Written exercise:
Tally the lines in the listing below that contain the string "gray", matching case exactly, and reply with only the number.

Exercise data:
::::::::
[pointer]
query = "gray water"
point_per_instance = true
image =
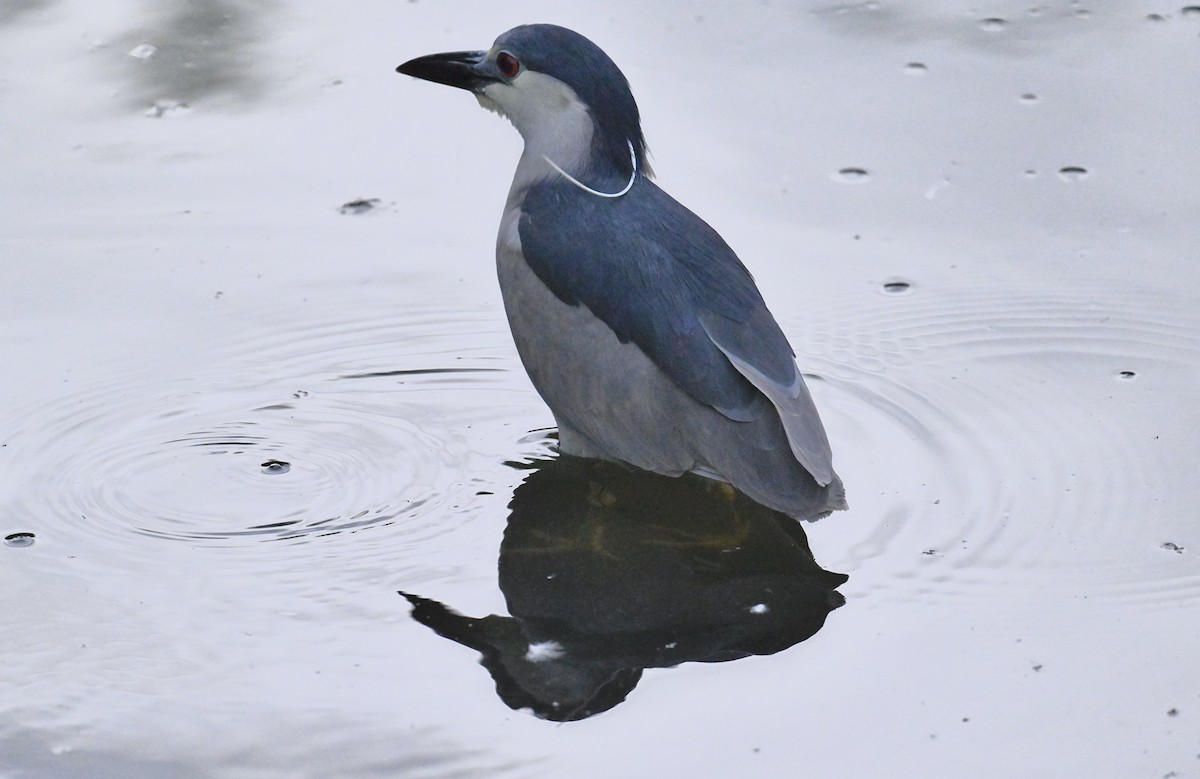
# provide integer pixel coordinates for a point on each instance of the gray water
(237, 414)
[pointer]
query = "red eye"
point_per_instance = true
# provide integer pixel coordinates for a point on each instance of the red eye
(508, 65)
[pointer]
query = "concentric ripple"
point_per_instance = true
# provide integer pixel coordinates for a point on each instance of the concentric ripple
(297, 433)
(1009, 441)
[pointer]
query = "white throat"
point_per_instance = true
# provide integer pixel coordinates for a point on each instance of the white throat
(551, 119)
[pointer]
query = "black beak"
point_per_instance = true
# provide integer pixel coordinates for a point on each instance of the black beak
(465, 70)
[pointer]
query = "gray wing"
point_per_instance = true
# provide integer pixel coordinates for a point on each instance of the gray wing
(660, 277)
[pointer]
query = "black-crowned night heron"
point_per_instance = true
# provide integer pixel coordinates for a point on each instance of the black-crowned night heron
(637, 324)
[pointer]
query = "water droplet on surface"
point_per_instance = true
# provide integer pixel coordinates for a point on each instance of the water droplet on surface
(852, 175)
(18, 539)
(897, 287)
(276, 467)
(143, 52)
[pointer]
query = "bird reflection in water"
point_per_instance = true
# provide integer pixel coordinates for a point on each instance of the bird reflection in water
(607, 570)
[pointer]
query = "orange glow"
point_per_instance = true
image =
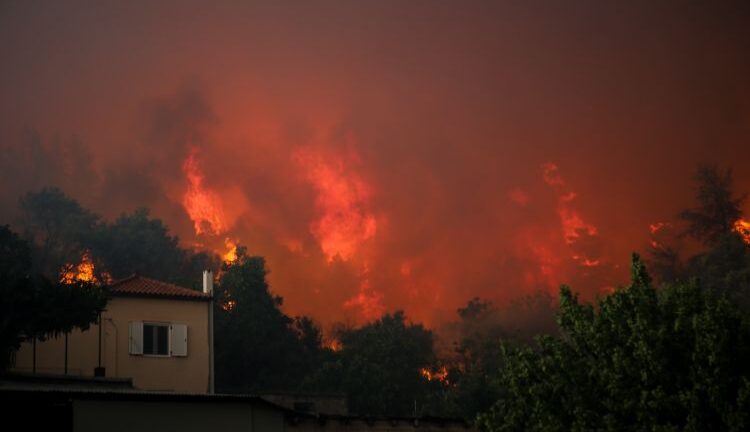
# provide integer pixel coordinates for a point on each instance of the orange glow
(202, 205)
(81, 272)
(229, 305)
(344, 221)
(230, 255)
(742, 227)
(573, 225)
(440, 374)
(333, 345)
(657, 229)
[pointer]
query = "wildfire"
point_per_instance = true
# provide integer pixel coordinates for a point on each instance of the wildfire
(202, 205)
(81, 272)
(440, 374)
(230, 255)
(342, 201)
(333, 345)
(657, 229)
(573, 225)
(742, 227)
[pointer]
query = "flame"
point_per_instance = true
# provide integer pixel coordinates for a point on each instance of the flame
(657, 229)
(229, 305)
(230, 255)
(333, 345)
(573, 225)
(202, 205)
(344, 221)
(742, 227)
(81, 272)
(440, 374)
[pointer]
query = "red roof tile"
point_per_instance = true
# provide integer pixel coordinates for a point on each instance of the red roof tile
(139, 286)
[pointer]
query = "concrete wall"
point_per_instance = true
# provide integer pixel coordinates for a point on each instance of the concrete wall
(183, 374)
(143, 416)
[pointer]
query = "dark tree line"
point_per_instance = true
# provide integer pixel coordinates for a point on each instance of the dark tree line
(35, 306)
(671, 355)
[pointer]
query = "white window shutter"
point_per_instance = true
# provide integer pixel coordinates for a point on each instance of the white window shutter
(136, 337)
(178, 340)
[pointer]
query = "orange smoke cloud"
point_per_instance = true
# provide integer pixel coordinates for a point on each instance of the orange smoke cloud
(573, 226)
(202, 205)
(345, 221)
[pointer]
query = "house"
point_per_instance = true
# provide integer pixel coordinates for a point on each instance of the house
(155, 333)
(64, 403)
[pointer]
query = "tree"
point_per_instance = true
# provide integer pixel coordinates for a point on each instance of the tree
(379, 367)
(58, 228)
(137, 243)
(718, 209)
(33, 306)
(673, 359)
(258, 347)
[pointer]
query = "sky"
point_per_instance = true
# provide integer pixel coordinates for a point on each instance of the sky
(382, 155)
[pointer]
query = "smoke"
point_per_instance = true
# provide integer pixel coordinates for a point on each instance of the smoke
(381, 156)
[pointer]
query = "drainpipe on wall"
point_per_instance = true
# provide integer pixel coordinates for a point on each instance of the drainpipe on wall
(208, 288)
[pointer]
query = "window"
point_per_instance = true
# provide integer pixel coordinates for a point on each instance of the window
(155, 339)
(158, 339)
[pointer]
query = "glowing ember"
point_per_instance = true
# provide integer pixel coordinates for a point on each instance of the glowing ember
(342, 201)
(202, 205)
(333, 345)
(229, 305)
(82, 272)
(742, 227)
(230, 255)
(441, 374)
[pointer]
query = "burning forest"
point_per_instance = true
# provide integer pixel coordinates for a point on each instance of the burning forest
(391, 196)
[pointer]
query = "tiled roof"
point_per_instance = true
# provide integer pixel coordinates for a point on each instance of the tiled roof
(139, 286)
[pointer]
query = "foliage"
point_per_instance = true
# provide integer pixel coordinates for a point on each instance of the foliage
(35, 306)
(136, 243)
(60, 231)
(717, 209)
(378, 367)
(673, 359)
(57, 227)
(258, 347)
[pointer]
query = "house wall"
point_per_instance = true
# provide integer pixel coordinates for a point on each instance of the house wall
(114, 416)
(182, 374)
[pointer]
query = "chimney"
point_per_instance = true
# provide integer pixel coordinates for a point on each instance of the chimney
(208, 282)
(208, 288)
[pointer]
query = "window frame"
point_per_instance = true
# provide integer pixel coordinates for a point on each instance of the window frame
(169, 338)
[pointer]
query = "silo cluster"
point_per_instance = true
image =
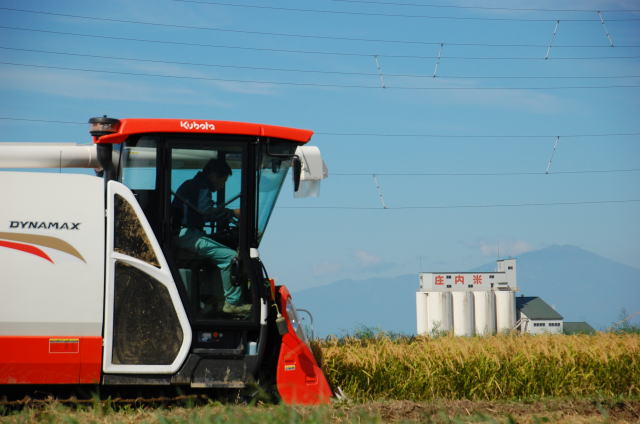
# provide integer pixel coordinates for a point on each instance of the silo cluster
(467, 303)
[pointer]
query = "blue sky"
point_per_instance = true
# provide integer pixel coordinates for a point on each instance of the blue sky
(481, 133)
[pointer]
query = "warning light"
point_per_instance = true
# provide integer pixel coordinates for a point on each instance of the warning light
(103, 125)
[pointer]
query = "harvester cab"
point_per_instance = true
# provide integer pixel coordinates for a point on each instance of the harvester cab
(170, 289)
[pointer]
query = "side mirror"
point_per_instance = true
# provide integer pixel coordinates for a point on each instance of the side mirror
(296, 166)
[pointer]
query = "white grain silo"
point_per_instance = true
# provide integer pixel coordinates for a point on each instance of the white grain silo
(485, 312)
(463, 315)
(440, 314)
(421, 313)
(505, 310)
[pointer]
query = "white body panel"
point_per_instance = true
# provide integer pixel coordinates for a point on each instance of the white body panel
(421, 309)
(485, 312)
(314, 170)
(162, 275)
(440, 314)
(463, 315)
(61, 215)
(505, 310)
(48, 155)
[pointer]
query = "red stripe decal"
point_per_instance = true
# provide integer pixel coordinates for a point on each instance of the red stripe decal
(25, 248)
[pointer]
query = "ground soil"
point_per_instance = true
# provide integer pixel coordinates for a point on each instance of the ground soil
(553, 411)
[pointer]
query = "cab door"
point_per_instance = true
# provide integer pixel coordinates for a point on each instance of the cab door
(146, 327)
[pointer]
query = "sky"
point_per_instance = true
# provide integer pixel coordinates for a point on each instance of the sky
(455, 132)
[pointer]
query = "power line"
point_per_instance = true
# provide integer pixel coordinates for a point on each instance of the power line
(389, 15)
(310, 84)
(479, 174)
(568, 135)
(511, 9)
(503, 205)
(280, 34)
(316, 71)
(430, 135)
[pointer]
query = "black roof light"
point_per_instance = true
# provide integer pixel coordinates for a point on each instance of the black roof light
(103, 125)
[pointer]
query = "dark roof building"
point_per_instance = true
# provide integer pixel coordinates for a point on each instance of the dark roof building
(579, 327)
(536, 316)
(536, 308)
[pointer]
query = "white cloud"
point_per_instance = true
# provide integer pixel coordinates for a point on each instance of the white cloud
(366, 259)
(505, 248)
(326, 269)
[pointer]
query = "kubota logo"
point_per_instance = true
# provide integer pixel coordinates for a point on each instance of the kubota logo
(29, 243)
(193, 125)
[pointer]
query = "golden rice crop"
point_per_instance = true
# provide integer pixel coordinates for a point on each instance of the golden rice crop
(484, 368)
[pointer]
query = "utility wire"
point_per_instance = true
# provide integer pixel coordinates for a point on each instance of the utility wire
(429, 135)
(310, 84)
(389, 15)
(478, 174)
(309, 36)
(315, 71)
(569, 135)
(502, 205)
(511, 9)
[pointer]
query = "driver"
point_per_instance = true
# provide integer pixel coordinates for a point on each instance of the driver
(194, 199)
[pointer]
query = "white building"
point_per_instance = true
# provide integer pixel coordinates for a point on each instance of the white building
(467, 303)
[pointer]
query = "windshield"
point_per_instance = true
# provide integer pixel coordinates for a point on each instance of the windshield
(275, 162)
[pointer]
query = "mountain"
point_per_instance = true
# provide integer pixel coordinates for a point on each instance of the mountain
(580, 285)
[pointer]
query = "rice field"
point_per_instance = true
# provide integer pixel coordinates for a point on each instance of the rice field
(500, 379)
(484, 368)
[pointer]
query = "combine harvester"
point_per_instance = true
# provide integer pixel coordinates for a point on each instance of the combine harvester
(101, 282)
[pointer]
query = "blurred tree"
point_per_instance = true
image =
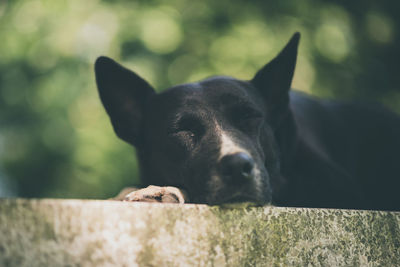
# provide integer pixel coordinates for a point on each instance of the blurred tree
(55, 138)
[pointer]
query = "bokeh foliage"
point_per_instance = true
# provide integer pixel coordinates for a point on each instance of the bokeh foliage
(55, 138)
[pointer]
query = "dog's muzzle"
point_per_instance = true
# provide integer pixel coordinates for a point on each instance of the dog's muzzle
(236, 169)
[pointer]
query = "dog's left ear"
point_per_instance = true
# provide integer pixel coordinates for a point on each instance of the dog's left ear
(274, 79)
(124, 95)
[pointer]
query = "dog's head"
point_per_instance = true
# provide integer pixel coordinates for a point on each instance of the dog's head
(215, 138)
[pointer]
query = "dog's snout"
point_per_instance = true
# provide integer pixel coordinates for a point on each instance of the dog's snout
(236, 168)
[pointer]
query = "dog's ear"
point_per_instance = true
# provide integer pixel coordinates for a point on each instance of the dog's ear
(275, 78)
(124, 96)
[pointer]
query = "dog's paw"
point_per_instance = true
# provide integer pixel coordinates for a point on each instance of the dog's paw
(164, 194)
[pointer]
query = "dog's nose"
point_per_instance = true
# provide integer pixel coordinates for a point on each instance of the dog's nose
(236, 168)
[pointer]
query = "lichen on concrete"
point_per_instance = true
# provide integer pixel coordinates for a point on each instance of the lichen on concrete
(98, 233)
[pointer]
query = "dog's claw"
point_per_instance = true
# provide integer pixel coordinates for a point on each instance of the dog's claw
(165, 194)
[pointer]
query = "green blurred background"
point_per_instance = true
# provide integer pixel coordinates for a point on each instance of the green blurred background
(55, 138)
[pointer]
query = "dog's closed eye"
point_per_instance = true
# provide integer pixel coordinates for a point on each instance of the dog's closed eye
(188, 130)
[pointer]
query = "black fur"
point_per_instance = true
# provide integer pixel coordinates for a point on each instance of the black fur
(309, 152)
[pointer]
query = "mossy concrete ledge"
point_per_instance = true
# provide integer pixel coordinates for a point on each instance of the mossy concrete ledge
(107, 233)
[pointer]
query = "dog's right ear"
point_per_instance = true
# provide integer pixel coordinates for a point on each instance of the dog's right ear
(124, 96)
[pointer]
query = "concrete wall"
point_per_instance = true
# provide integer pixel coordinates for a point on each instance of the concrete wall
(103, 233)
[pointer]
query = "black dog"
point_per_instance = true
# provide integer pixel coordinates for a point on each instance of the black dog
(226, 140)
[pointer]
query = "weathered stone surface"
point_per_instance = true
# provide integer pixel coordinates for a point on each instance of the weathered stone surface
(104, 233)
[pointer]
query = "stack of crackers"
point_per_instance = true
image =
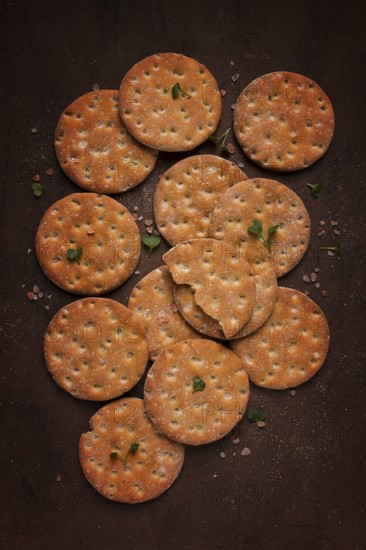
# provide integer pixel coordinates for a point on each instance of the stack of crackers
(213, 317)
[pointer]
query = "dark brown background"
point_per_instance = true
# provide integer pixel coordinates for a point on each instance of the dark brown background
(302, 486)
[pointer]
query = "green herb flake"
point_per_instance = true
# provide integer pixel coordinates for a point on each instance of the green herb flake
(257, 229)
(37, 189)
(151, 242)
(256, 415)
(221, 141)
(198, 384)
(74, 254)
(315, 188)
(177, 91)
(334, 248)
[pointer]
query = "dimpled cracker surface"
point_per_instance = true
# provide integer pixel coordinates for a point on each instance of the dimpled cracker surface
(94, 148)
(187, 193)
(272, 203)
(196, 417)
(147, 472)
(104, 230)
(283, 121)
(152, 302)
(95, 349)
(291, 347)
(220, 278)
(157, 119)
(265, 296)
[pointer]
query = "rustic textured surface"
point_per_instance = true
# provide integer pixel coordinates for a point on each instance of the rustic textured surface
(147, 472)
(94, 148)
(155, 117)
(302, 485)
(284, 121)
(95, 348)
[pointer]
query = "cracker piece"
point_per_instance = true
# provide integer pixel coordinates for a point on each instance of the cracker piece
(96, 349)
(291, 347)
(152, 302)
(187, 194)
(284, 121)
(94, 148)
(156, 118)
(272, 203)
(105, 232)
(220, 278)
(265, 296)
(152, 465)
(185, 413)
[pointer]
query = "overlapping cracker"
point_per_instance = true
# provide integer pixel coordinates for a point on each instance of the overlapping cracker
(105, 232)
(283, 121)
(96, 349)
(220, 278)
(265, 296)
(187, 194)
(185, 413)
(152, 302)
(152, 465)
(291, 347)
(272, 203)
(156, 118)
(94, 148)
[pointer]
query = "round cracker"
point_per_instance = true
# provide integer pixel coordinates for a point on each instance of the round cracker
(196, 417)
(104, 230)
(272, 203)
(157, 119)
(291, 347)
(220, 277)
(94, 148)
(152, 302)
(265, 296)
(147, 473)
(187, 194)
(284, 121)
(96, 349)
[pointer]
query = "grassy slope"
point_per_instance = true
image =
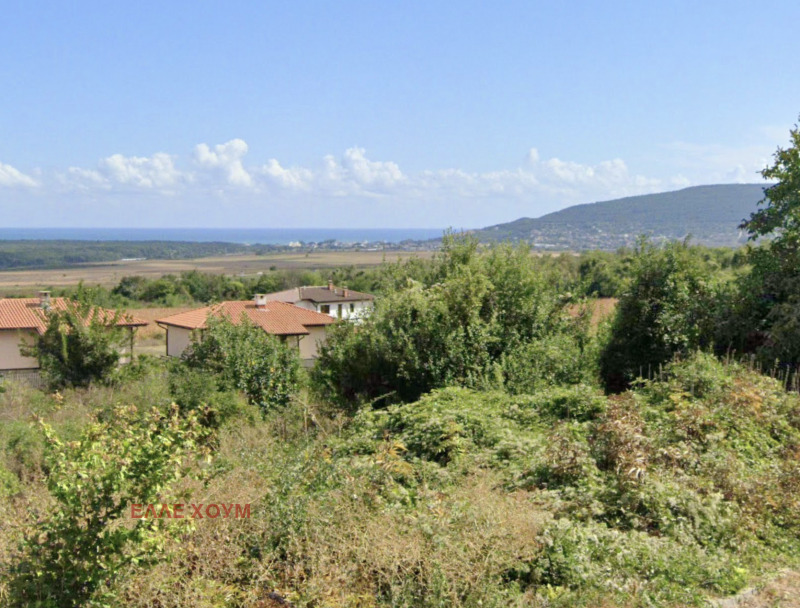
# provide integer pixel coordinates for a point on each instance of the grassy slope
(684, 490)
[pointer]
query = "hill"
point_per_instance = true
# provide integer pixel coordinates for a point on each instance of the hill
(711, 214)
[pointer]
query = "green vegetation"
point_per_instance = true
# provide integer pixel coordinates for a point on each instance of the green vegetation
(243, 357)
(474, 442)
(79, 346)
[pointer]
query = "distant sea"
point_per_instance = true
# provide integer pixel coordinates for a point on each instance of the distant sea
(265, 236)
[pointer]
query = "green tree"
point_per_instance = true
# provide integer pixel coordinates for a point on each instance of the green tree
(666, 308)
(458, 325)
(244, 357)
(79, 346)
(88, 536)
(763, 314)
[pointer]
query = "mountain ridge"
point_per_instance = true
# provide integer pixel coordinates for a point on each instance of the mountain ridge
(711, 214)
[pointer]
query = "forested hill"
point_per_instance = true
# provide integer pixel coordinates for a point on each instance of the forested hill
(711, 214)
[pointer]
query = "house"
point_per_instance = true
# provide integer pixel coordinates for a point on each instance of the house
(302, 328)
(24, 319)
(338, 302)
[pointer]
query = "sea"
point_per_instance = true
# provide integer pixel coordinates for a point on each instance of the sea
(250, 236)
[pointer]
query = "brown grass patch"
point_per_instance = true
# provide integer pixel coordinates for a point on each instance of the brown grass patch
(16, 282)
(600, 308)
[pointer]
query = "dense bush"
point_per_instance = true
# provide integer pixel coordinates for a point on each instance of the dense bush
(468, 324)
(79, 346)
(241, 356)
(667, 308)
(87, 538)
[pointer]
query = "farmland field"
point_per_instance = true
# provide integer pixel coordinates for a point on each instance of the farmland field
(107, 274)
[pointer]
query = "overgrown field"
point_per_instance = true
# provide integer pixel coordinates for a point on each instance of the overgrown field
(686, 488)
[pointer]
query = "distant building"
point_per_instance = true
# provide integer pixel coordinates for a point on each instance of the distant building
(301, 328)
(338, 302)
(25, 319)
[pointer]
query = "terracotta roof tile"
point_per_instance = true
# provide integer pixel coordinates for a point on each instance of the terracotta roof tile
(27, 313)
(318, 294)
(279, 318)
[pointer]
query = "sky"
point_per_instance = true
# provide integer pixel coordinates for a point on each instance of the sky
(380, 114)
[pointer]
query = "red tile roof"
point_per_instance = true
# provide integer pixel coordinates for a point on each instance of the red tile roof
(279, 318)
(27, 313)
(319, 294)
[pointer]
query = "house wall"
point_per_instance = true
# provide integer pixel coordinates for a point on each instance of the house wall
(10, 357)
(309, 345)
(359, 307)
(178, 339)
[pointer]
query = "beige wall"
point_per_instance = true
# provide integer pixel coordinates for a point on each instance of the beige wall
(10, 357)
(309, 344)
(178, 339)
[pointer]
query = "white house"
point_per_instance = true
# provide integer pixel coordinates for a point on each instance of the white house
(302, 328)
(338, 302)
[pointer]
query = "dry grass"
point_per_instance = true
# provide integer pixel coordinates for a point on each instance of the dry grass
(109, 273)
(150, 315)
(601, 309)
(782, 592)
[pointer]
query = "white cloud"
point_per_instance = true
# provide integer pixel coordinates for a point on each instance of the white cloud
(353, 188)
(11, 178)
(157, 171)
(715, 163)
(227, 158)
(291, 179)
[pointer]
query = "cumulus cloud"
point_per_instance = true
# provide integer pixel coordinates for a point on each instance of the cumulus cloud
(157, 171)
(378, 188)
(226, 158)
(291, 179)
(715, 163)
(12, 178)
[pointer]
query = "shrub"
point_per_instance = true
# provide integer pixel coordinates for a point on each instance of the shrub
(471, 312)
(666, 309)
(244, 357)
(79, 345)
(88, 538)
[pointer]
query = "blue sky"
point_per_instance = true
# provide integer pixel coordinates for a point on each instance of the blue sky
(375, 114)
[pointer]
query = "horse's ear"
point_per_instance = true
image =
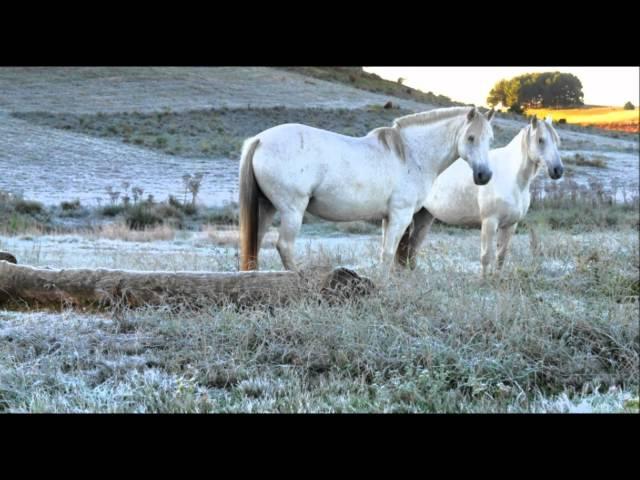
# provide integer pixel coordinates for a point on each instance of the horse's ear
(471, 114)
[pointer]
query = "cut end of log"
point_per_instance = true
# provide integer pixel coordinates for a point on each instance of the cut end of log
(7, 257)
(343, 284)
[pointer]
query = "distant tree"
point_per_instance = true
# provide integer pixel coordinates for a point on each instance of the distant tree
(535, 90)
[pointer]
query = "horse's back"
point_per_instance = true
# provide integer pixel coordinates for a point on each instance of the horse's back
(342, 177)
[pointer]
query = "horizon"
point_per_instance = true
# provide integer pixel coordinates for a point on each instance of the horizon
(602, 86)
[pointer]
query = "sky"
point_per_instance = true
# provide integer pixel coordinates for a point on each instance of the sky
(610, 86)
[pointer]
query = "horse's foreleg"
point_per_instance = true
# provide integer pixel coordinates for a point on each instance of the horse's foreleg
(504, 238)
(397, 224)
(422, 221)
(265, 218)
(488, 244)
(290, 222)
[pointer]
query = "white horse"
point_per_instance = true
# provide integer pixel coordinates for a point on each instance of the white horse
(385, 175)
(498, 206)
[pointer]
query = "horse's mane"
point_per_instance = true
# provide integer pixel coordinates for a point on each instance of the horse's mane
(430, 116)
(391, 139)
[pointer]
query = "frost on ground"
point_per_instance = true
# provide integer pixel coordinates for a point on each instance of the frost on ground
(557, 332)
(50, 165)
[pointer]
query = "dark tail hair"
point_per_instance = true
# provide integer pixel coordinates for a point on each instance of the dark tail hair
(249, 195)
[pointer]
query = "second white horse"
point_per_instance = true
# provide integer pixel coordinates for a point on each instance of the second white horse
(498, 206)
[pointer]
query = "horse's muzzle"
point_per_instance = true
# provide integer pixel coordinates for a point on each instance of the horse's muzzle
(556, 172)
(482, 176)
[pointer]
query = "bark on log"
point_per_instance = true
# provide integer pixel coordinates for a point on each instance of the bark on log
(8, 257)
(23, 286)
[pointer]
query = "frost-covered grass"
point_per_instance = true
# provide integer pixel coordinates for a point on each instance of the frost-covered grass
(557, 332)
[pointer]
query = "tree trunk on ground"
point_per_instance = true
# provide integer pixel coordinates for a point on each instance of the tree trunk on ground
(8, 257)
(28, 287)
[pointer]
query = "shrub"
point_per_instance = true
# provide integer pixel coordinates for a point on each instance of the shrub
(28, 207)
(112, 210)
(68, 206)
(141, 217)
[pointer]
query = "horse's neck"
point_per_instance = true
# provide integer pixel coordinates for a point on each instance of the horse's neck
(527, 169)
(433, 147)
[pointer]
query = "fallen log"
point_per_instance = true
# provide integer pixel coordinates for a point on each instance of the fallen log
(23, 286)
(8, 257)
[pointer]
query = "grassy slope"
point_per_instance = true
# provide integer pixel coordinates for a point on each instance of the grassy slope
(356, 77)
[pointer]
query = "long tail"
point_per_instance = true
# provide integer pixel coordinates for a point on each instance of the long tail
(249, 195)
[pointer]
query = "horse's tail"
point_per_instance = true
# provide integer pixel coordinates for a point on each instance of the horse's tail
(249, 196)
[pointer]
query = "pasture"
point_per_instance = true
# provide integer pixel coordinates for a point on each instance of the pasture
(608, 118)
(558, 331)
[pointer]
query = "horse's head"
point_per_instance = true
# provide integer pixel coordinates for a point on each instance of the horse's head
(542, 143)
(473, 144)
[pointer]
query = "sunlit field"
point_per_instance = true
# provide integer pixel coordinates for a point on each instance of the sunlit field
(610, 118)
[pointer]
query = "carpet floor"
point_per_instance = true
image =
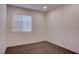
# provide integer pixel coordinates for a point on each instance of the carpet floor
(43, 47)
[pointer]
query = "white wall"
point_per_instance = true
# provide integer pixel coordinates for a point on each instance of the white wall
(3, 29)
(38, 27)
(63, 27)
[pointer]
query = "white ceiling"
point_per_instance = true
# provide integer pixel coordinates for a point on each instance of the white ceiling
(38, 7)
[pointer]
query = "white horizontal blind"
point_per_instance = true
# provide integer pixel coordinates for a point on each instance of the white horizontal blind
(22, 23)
::::::::
Full solution:
4